_Testo estratto_.

--

Tendenze – Nato negli Stati Uniti, il "coworking" si sta diffondendo anche in Italia: tra gli effetti positivi, più creatività e scambi professionali oltre al risparmio

Il primo “coworking” nasce ufficialmente negli Stati Uniti nel 2005 dal bisogno di Brad Neuberg, programmatore freelance californiano e fondatore dell'Hat Factory (primo ufficio condiviso di cui si ha notizia), di lavorare in una comunità senza però rinunciare all'indipendenza. Da allora, il coworking ha cominciato a diffondersi rapidamente in tutto il mondo, sia come spazi creati ad hoc da lavoratori nomadi, sia all'interno di organizzazioni già avviate, come strumento per rendere attivi spazi altrimenti improduttivi e così coprire una parte dei costi fissi.

Nel 2008 arriva anche in Italia: a Roma negli uffici della redazione di 7thFloor (free press corporate su design, comunicazione e business), a Bologna negli spazi dell'associazione culturale LaPillola400 e a Milano con Cowo, nato nel 2009 nell'agenzia di comunicazione Monkey Business. Da quest'ultima è partito Coworking Project by Cowo, una rete che oggi vede affiliati 38 uffici in tutta Italia.

Che cos'è il coworking
Coworking significa lavorare assieme ed è proprio quello che accade in questi spazi condivisi, dove affittando una scrivania più la connessione a internet, ci si trova a lavorare a fianco a fianco con le professionalità più diverse: grafici, esperti informatici, giornalisti, manager in viaggio d'affari, studenti e perfino imprenditori che decidono di avviare e gestire la propria attività in un ambiente dinamico, versatile ed economicamente conveniente. Ciò che li distingue dai business center è la maggiore informalità, l'apertura relazionale e lo spirito di condivisione di chi li utilizza, con un'età media dai 25 ai 35 anni.

--

Una serie di dati
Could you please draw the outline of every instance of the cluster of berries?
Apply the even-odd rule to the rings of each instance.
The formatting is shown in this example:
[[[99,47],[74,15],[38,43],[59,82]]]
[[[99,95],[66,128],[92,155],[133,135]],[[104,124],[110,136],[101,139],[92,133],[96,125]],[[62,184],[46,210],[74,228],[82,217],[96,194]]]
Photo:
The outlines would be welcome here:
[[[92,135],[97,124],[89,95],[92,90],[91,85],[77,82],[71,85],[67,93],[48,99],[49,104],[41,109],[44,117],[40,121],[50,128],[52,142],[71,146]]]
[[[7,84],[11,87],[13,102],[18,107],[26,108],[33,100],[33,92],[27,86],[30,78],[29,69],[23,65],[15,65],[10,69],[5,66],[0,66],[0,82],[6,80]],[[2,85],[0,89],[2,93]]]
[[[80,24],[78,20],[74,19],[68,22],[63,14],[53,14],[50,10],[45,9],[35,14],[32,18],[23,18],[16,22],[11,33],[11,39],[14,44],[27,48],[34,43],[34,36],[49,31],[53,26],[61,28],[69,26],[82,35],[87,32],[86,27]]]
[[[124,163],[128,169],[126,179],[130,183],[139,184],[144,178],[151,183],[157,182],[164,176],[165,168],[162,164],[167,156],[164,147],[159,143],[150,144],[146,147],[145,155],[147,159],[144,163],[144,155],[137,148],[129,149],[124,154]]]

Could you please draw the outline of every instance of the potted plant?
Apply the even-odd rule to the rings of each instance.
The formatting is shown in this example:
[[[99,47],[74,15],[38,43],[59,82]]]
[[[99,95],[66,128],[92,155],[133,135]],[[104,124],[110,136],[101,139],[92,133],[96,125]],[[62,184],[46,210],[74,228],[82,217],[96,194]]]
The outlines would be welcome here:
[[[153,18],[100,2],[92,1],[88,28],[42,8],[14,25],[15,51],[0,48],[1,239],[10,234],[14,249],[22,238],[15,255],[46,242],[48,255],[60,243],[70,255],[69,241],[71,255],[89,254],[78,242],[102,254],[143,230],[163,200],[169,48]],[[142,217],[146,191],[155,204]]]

--

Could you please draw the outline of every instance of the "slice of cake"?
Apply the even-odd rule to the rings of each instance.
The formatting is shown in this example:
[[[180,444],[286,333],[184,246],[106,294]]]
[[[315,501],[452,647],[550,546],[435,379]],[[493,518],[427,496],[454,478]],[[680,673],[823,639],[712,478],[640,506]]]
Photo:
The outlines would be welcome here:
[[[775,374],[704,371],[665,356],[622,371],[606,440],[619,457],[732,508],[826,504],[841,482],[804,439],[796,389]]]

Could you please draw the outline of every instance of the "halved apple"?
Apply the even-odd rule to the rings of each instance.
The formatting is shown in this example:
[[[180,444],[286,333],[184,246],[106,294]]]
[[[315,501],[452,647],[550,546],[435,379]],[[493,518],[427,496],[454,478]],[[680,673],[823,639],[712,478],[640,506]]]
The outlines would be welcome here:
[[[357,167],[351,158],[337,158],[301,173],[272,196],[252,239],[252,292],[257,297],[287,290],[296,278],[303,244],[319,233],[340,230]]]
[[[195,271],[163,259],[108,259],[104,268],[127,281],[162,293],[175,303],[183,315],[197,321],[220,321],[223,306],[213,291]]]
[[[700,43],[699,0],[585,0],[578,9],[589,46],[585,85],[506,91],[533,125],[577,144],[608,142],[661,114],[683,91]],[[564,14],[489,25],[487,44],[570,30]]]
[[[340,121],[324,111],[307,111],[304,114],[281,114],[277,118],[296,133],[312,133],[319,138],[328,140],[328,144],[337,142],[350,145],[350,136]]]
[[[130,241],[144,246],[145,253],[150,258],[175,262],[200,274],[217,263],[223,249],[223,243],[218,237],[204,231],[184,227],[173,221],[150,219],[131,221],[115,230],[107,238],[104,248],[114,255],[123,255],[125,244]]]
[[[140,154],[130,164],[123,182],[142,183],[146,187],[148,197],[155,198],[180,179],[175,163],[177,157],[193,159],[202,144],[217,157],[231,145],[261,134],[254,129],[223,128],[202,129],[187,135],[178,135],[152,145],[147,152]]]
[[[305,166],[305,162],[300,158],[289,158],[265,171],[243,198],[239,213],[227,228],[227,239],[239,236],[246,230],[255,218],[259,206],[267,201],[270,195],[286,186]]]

--

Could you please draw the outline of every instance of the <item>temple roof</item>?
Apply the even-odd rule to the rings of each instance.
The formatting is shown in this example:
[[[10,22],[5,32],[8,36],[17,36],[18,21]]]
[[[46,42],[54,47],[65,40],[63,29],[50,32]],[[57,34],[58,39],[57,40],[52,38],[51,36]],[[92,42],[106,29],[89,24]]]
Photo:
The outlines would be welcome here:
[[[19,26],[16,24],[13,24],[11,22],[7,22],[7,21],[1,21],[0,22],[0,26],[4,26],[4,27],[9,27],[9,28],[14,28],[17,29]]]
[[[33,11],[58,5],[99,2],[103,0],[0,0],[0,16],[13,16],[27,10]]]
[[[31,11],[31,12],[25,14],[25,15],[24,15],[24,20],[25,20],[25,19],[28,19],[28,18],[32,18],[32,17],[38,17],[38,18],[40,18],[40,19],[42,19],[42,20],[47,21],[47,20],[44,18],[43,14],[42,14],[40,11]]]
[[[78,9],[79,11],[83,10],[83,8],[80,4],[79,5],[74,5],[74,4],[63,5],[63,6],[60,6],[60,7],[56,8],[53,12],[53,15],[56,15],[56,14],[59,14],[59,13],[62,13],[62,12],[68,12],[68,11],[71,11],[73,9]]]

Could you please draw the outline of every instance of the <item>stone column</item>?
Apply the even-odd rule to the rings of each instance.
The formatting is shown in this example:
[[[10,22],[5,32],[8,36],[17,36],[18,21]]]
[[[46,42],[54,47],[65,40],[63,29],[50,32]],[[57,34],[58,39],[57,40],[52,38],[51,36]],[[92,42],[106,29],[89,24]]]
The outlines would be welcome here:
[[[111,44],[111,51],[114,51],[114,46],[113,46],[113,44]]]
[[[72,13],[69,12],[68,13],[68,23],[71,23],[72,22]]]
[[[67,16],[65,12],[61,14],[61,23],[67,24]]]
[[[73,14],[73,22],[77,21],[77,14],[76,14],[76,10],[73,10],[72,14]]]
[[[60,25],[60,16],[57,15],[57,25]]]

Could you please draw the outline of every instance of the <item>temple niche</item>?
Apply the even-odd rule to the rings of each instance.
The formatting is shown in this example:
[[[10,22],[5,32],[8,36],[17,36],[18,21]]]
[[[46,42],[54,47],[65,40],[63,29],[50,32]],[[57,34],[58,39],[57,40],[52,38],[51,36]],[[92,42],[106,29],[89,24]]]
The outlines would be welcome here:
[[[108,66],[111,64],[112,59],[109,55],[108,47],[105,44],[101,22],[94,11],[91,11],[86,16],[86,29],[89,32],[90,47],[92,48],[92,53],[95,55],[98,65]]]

--

_Obiettivi_.
a. Elenca tutte le figure professionali che, secondo l'articolo sul coworking, lavorano fianco a fianco negli spazi condivisi.
b. Rispondi a queste domande sull'articolo sul coworking:
(i) In che anno nasce ufficialmente il primo coworking negli Stati Uniti?
(ii) Quanti uffici fanno parte oggi della rete Coworking Project by Cowo?
(iii) Qual è l'età media di chi utilizza questi spazi?
c. Porta avanti l'articolo sul coworking a partire dall'ultima frase riportata.

_Risposte agli esercizi_.
a. grafici, esperti informatici, giornalisti, manager in viaggio d'affari, studenti, imprenditori

b.
(i) Nel 2005.
(ii) 38 uffici in tutta Italia.
(iii) Dai 25 ai 35 anni.

c.
Gli effetti positivi
E gli effetti? Da un mio recente studio, è emerso nel 94% degli intervistati un miglioramento della propria vita privata (nel 51% lieve, nel 43% di cospicua entità), dovuto a diverse cause come il riuscire a separare la vita professionale da quella privata, minor stress, la capacità di gestire in modo elastico e autonomo la propria attività e il far parte di una comunità che non di rado sostiene i propri membri. Per quanto riguarda la vita professionale, nella totalità delle risposte pervenute, si è verificata un'evoluzione in positivo della propria condizione grazie alla maggiore visibilità nel mercato, la flessibilità di utilizzo degli spazi in base alle proprie esigenze, l'economicità, l'opportunità di ricevere in tempo reale feedback da punti di vista professionali più diversi e le occasioni di scambio e sviluppo di nuove idee.

I problemi
Ma non sono tutte rose e fiori: gli aspetti lamentati dagli intervistati sono il troppo rumore, la mancanza di privacy citata nel 10% delle risposte, preceduta dalla possibilità di essere distratti, nel 24% dei casi, da fattori come il via vai di gente, qualche coworker indisciplinato o più in generale dal brusio che può esserci in uno spazio aperto (non bisogna dimenticare che si tratta anche di un ritrovo sociale). Dai suggerimenti dati dai lavoratori nomadi che hanno risposto al sondaggio, possiamo tracciare gli elementi essenziali di un coworking ideale, che deve essere composto da un'area aperta in cui lavorare arredata con materiali di qualità, sale riunioni private, area relax dove pranzare e socializzare e infine, zone più riservate dove poter accogliere clienti e fare telefonate senza disturbare o essere disturbati.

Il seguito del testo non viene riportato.